Material provided
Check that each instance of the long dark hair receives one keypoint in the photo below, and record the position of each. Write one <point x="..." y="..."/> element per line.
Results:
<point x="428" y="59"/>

...

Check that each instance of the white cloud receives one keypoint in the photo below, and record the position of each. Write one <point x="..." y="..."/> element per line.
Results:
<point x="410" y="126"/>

* * *

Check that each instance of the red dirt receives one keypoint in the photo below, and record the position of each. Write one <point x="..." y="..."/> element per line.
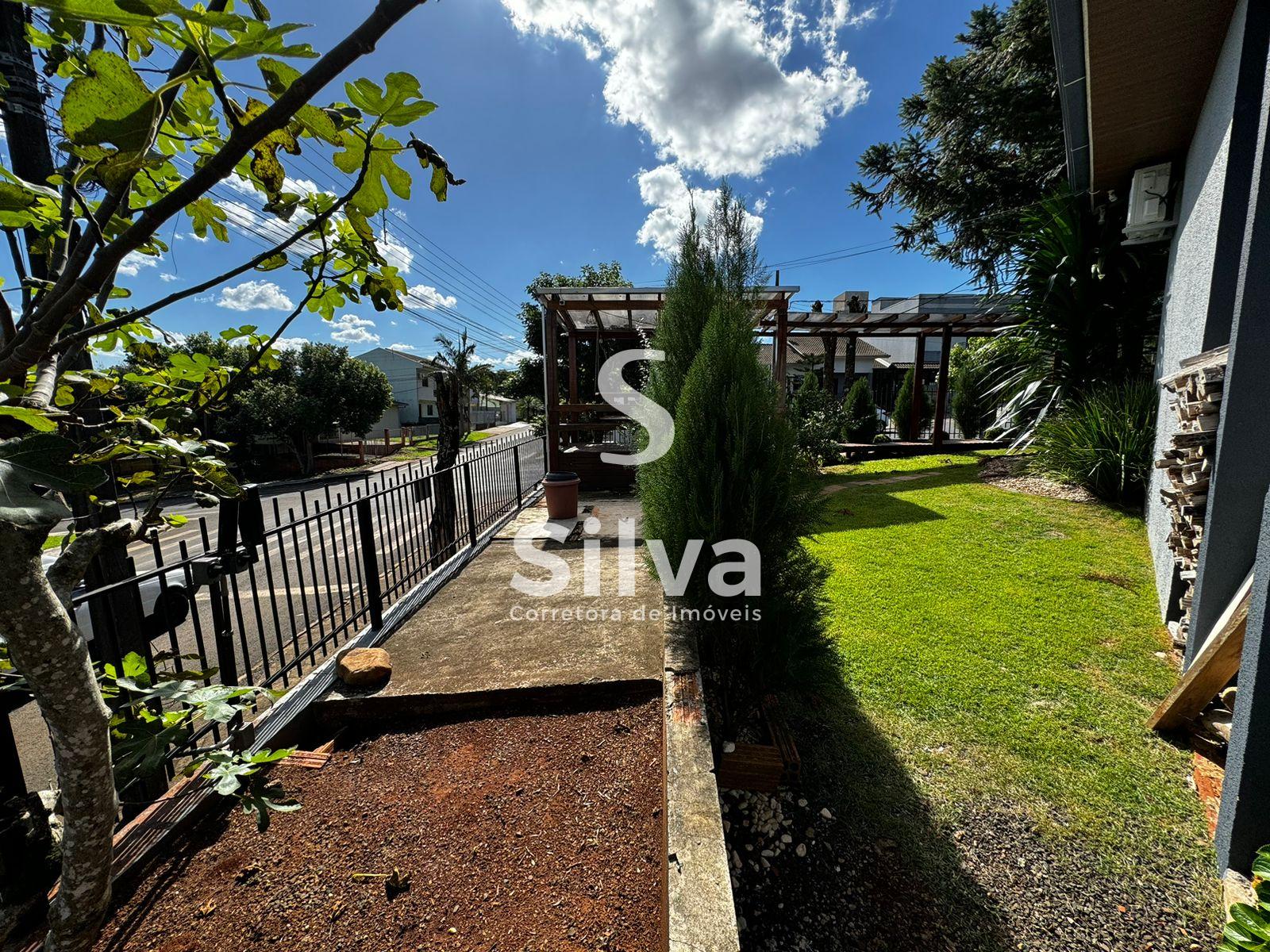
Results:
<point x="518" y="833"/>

What to do
How many lines of the records above contain the string "element", with case counting? Reply with the number alone.

In response
3